= Exercise aim =
Would you repeat each of the lines below exactly?

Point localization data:
↓
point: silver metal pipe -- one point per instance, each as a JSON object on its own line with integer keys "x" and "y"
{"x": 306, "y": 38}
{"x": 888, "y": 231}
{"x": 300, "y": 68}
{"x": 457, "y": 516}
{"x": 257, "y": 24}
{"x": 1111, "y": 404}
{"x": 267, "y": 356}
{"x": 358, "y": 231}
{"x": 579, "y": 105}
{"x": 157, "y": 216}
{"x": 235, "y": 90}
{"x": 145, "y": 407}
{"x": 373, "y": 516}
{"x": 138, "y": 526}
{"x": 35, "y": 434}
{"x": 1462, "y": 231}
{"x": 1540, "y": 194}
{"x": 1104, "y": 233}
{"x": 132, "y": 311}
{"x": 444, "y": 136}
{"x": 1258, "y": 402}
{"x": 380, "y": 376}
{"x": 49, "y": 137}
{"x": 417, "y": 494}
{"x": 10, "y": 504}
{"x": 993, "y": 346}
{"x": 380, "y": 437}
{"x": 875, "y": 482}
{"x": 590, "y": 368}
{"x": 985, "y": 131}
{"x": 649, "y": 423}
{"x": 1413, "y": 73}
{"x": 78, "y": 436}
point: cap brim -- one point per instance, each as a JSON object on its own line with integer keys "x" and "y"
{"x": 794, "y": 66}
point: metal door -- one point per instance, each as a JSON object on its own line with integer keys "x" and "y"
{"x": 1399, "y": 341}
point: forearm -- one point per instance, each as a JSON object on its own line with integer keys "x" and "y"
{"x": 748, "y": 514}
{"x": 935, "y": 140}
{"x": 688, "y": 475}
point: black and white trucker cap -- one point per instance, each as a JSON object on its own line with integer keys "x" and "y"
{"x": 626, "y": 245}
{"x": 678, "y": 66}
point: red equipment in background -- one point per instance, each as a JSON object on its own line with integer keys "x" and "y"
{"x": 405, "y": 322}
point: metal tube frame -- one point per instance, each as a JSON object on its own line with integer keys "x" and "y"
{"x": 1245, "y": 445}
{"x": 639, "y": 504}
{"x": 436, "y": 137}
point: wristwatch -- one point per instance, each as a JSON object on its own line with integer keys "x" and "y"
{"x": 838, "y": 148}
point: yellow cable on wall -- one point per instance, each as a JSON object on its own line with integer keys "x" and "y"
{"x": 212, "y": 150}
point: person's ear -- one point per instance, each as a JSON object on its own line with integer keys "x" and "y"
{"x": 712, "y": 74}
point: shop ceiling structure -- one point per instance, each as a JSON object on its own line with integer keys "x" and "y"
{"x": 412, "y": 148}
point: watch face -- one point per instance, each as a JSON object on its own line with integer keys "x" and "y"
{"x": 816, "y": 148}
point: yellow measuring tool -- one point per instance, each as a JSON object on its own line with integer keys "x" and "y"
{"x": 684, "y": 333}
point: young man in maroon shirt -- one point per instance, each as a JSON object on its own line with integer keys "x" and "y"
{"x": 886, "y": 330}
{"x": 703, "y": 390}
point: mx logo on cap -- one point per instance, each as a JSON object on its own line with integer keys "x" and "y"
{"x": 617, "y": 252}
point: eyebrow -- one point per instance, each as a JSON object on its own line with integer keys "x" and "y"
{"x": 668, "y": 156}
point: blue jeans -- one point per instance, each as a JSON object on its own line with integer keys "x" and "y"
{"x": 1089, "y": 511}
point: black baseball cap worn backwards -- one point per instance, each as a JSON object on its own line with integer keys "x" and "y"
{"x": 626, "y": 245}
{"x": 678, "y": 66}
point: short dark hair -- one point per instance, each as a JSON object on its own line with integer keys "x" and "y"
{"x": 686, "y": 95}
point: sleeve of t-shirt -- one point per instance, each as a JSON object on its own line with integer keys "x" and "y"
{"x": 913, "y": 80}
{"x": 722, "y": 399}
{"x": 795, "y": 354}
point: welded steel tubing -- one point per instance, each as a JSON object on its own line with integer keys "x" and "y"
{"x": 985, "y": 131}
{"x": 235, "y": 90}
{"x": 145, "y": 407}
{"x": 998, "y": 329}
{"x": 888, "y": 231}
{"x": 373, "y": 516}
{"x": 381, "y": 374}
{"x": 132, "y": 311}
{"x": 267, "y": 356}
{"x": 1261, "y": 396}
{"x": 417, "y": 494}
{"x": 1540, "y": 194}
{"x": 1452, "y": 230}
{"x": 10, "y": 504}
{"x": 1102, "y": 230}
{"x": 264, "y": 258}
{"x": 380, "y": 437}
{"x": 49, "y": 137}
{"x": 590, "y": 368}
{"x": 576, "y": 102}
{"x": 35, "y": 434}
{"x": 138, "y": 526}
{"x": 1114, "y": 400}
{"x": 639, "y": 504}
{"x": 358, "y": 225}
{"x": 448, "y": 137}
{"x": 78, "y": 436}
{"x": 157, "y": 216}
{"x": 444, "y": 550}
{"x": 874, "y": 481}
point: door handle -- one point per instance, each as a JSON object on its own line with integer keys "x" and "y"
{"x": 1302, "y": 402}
↑
= Exercise result =
point: silver metal pipe -- one point per instance, each as a JSON object on its own line with integer keys "x" and "y"
{"x": 306, "y": 38}
{"x": 888, "y": 231}
{"x": 300, "y": 68}
{"x": 457, "y": 516}
{"x": 257, "y": 24}
{"x": 1111, "y": 404}
{"x": 267, "y": 356}
{"x": 358, "y": 231}
{"x": 579, "y": 105}
{"x": 157, "y": 216}
{"x": 235, "y": 90}
{"x": 145, "y": 407}
{"x": 373, "y": 516}
{"x": 138, "y": 526}
{"x": 35, "y": 434}
{"x": 1462, "y": 231}
{"x": 1540, "y": 194}
{"x": 1104, "y": 233}
{"x": 132, "y": 311}
{"x": 444, "y": 136}
{"x": 1258, "y": 402}
{"x": 380, "y": 376}
{"x": 49, "y": 137}
{"x": 417, "y": 494}
{"x": 10, "y": 504}
{"x": 993, "y": 346}
{"x": 380, "y": 437}
{"x": 875, "y": 482}
{"x": 590, "y": 368}
{"x": 985, "y": 131}
{"x": 649, "y": 423}
{"x": 1413, "y": 73}
{"x": 78, "y": 436}
point: cap brim -- one point per instance, each as a JSON object on its own line with integer keys "x" and "y"
{"x": 794, "y": 66}
point: metal door -- one point per instance, each as a JSON object on its own line with integer keys "x" and "y"
{"x": 1399, "y": 341}
point: forearm -- one point per instance, each as a JSON object on its own line with integer keys "x" and "y"
{"x": 748, "y": 514}
{"x": 935, "y": 140}
{"x": 688, "y": 475}
point: black and white trucker cap -- one point per instance, each as a JSON object on its own line with integer keys "x" and "y"
{"x": 626, "y": 245}
{"x": 678, "y": 66}
point: red equipment in background -- one point per instance, each as a JSON object on its own line with integer keys "x" and "y"
{"x": 405, "y": 322}
point: metal tube frame -- one point per instance, each as a JSON object on its own line with integer keys "x" and "y"
{"x": 1245, "y": 445}
{"x": 639, "y": 504}
{"x": 436, "y": 137}
point: wristwatch -- one point per instance, each as a JSON object on its own line with integer keys "x" and "y"
{"x": 838, "y": 148}
point: yellow cable on wall -- one point per instance, each as a JSON object on its own line with integer keys "x" and "y"
{"x": 212, "y": 150}
point: person's ear -- one point per instance, each as a JSON object on its own line with integer keys "x" and "y"
{"x": 712, "y": 74}
point: shop ceiling structure -- one point per instance, each as a JSON object on its own line with integer keys "x" and "y"
{"x": 412, "y": 148}
point: watch face -- one point per instance, each as a JSON object on its own line with integer keys "x" and "y"
{"x": 816, "y": 148}
point: yellow measuring tool -- one point per instance, each as a JSON object on its own line with integer keys "x" and "y"
{"x": 684, "y": 333}
point: young man in maroon shirt -- one point per instance, each as a JSON object on its own line with integer keys "x" and "y"
{"x": 886, "y": 330}
{"x": 703, "y": 390}
point: mx logo on cap -- one point per instance, each as a JSON object on its own line with integer keys "x" and "y"
{"x": 617, "y": 252}
point: eyebrow -- one point per instance, each as a JSON object on its own line with integer keys "x" and "y"
{"x": 668, "y": 156}
point: blue jeans -- one point per instance, each as a JSON object on its own line with integer keys "x" and "y"
{"x": 1089, "y": 511}
point: black baseball cap worn backwards -- one point per instance, each as a JSON object on its own line with integer keys "x" and "y"
{"x": 626, "y": 245}
{"x": 678, "y": 66}
point: short dark hair -- one point per instance, each as a JSON object on its own line with integer keys "x" and "y"
{"x": 686, "y": 95}
point: sleeve of t-shirt -- one point per instance, each as a JSON object on its own line with integer keys "x" and "y"
{"x": 913, "y": 80}
{"x": 722, "y": 399}
{"x": 795, "y": 354}
point: welded steel tubing -- one point per instance, each as a JSON object on its own line with integer keys "x" and "y"
{"x": 985, "y": 131}
{"x": 235, "y": 90}
{"x": 145, "y": 407}
{"x": 998, "y": 329}
{"x": 888, "y": 231}
{"x": 373, "y": 516}
{"x": 381, "y": 374}
{"x": 132, "y": 311}
{"x": 267, "y": 356}
{"x": 1261, "y": 396}
{"x": 417, "y": 494}
{"x": 1540, "y": 194}
{"x": 1452, "y": 230}
{"x": 10, "y": 504}
{"x": 1102, "y": 230}
{"x": 264, "y": 258}
{"x": 380, "y": 437}
{"x": 49, "y": 137}
{"x": 590, "y": 368}
{"x": 576, "y": 102}
{"x": 35, "y": 434}
{"x": 138, "y": 526}
{"x": 1114, "y": 400}
{"x": 639, "y": 504}
{"x": 358, "y": 225}
{"x": 448, "y": 137}
{"x": 78, "y": 436}
{"x": 157, "y": 216}
{"x": 444, "y": 550}
{"x": 874, "y": 481}
point: door handle -- one point per instance, each as a JSON object on its own line with integer keys "x" and "y"
{"x": 1302, "y": 402}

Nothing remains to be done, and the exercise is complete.